__WHAT IS ASKED__. Extract, exactly as written, all lines of the material below from the line that includes "for accordion player" through its last line.

__Bounding box annotation entries__.
>>>

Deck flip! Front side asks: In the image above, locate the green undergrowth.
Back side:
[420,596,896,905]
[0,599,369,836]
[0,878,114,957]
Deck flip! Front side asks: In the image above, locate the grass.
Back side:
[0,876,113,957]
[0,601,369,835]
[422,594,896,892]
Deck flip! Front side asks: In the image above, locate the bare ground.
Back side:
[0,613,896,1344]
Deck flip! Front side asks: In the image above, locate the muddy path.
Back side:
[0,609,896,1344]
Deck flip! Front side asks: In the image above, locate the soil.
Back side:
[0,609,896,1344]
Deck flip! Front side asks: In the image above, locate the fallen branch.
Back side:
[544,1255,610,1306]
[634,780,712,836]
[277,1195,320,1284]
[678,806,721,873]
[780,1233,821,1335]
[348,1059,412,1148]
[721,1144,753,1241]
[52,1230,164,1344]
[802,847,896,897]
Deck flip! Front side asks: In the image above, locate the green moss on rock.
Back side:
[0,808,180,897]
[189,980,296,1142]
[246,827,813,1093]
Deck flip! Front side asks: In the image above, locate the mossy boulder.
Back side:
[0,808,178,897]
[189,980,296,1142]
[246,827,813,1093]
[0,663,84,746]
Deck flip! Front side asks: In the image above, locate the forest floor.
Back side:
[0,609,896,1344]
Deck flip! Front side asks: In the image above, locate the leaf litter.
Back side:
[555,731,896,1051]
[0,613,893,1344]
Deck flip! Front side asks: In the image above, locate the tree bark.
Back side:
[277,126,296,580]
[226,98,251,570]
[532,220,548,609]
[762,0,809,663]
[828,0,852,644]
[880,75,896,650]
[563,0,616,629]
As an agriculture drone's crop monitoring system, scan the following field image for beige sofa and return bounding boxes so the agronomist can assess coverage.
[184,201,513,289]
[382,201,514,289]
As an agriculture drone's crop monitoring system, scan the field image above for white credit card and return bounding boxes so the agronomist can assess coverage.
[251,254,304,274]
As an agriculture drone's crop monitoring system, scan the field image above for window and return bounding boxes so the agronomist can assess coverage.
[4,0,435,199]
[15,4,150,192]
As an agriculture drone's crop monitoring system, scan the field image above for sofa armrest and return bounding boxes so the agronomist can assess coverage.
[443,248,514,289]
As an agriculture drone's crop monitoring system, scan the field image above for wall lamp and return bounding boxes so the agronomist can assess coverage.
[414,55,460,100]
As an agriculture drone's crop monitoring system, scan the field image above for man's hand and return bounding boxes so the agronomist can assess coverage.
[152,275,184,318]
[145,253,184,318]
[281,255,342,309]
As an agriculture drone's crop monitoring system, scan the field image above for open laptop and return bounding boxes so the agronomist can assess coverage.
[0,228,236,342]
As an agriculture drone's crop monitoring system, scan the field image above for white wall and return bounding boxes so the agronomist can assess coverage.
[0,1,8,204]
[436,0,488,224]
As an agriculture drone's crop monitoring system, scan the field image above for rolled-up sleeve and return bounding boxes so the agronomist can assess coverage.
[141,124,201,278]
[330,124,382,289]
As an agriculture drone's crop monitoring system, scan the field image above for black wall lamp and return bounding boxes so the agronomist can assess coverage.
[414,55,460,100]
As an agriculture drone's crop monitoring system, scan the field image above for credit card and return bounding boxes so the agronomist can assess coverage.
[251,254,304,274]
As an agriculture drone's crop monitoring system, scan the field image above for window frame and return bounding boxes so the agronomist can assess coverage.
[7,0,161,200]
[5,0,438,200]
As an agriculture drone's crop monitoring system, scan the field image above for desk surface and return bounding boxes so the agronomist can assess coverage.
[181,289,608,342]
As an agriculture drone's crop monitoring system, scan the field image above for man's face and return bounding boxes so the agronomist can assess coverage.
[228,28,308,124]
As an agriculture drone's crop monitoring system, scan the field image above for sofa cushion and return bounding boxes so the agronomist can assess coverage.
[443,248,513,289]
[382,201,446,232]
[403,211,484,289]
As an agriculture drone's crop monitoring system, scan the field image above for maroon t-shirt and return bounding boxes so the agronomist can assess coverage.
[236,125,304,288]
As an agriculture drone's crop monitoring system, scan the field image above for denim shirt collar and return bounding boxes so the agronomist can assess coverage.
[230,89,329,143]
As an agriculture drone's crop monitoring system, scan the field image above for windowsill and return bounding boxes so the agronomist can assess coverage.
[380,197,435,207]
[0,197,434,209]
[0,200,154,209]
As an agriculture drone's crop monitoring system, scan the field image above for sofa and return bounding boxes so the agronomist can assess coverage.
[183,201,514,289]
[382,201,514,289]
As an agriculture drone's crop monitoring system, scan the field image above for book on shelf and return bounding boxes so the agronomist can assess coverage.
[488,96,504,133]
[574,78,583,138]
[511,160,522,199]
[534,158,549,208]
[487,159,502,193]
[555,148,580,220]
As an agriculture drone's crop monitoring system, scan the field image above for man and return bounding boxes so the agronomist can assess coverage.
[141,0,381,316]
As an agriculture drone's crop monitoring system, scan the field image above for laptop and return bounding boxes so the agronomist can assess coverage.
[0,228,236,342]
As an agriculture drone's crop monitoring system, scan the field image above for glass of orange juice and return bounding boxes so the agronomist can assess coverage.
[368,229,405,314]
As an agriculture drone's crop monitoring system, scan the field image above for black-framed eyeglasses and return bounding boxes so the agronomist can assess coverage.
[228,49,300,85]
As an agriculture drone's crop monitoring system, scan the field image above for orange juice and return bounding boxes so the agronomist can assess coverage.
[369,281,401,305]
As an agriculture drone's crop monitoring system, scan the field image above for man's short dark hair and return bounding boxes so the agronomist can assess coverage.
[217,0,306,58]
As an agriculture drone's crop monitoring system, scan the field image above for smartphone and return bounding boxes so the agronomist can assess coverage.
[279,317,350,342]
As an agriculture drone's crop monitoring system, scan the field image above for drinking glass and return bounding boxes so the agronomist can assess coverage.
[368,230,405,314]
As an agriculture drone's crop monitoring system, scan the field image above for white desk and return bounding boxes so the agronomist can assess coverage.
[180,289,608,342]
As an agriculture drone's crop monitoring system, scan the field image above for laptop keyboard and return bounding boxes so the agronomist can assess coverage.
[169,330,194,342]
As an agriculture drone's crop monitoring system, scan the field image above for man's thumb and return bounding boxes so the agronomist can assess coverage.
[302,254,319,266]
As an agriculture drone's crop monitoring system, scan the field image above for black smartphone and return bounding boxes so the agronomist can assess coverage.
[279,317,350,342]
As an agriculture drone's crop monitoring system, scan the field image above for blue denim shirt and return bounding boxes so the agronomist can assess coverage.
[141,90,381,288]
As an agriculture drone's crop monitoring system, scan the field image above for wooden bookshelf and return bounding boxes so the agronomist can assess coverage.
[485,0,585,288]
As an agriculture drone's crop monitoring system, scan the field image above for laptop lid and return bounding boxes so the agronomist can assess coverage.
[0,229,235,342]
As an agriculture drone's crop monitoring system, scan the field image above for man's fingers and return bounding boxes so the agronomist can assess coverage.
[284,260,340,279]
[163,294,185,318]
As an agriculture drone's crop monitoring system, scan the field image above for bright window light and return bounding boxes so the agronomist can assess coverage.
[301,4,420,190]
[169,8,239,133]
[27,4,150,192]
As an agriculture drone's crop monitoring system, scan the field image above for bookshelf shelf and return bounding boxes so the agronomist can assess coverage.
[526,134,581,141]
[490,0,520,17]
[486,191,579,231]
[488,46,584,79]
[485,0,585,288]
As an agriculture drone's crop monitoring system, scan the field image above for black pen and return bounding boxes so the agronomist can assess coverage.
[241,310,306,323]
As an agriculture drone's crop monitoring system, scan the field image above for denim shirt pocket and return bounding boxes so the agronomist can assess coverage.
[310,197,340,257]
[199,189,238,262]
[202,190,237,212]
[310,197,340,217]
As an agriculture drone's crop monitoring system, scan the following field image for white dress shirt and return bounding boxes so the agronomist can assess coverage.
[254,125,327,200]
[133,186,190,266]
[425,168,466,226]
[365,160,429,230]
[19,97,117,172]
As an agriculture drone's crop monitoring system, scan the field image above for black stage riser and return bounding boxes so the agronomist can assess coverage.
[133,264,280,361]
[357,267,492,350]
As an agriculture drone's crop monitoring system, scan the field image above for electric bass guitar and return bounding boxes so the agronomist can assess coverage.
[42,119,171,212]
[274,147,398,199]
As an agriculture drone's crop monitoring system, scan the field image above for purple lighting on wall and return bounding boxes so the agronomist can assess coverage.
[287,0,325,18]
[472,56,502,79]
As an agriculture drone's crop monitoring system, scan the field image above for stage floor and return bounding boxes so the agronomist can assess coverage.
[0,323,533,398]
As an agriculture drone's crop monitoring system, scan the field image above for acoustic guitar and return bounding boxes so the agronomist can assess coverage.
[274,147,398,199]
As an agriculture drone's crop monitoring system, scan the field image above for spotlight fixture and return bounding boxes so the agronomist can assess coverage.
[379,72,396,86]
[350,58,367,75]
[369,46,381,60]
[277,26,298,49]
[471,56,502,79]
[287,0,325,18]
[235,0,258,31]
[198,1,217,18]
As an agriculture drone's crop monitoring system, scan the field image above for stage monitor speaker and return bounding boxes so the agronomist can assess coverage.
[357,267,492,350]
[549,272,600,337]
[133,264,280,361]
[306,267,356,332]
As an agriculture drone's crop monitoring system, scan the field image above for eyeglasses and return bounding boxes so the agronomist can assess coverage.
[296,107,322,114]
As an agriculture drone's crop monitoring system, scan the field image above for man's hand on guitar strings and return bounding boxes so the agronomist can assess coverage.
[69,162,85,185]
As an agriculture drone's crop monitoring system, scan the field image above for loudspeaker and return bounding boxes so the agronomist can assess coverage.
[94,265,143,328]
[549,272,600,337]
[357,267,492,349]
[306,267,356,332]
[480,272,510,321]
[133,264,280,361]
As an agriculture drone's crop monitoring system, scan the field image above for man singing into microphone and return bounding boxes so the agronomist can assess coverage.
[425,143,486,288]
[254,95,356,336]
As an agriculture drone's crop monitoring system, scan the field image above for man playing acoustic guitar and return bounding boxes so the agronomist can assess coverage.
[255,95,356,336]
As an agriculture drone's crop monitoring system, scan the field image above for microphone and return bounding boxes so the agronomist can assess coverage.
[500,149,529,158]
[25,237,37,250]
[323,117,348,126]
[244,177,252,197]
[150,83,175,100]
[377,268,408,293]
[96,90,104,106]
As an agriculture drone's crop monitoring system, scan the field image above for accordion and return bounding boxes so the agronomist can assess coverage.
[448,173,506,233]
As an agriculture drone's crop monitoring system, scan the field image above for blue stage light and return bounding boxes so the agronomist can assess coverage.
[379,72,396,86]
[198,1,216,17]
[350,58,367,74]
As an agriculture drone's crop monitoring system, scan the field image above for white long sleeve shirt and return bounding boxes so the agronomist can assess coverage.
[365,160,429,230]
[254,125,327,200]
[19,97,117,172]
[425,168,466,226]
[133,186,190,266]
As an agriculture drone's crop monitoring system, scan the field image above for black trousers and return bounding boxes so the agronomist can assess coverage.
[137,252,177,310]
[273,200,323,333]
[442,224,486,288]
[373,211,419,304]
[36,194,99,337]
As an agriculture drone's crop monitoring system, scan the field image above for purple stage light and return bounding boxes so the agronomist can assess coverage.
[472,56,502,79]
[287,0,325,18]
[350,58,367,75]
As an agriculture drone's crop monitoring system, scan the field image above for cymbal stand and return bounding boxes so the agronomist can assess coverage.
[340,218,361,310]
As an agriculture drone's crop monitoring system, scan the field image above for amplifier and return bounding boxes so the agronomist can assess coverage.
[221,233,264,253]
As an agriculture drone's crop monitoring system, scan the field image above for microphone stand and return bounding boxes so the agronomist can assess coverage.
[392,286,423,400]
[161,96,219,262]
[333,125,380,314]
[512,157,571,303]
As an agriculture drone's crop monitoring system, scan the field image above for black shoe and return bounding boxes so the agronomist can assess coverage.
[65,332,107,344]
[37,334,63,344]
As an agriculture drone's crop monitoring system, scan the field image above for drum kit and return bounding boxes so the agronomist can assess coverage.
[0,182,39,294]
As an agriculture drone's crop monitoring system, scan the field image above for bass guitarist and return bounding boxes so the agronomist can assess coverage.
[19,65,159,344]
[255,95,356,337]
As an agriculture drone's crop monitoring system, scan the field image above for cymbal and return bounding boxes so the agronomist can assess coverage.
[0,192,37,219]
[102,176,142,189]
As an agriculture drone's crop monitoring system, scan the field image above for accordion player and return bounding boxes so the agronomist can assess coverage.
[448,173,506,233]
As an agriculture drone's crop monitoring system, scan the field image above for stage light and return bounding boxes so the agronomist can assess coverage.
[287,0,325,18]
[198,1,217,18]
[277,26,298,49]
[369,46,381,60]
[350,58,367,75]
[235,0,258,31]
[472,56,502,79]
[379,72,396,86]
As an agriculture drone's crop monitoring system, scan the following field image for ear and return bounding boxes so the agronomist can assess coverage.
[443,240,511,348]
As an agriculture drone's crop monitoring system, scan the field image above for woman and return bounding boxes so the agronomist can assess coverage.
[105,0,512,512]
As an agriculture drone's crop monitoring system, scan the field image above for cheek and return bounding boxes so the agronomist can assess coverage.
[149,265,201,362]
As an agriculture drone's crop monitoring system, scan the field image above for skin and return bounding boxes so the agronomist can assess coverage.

<<<

__ANSWER BELOW__.
As an agriculture drone's crop monitoring system, scan the field image above for accordion player and return bounding boxes so the agronomist can assess coverage.
[448,173,506,233]
As an agriculture drone's crop monitoring system, scan the field image above for stage light and return bounding boxes so the agronomist can assess coverage.
[287,0,325,18]
[198,1,217,18]
[277,26,298,49]
[369,46,381,60]
[350,58,367,75]
[235,0,258,31]
[472,56,502,79]
[379,72,396,86]
As an agriculture drone's crop monitoring system, scan the following field image for ear and return bounding boxes so the agronomist can assess coverage.
[443,240,511,348]
As an agriculture drone's crop monitoring system, scan the field image above for woman and return bounding boxes so the agronomist can assess coverage.
[105,0,512,512]
As an agriculture drone's crop monitoring system, scan the field image above for cheek and return bounding boxes so the agronomist can assess coverage.
[149,265,201,362]
As an agriculture drone's crop monitoring system, scan the field image above for skin and return bounding boxes so the agronomist can assess coverage.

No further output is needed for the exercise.